### What you are asked to do
Starting with the line that contains "</instance>" and continuing through the end of the entries, reproduce those lines as a numbered list, omitting any blank lines.

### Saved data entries
• • • • •
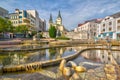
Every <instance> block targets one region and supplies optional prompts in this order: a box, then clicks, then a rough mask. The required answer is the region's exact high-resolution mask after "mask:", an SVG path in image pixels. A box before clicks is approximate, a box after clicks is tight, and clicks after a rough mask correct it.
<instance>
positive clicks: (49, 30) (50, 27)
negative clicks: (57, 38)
mask: <svg viewBox="0 0 120 80" xmlns="http://www.w3.org/2000/svg"><path fill="white" fill-rule="evenodd" d="M56 32H57V30H56V28H55V26H52V25H51V26H50V29H49V36H50V37H51V38H55V37H56Z"/></svg>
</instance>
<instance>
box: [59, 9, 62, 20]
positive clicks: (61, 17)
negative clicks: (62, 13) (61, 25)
mask: <svg viewBox="0 0 120 80" xmlns="http://www.w3.org/2000/svg"><path fill="white" fill-rule="evenodd" d="M58 18H62V17H61V13H60V10H59V13H58Z"/></svg>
• • • • •
### Response for this exercise
1. </instance>
2. <instance>
3. box: [59, 9, 62, 20]
4. positive clicks: (61, 17)
5. negative clicks: (62, 13) (61, 25)
6. mask: <svg viewBox="0 0 120 80" xmlns="http://www.w3.org/2000/svg"><path fill="white" fill-rule="evenodd" d="M58 18H62V17H61V13H60V10H59V13H58Z"/></svg>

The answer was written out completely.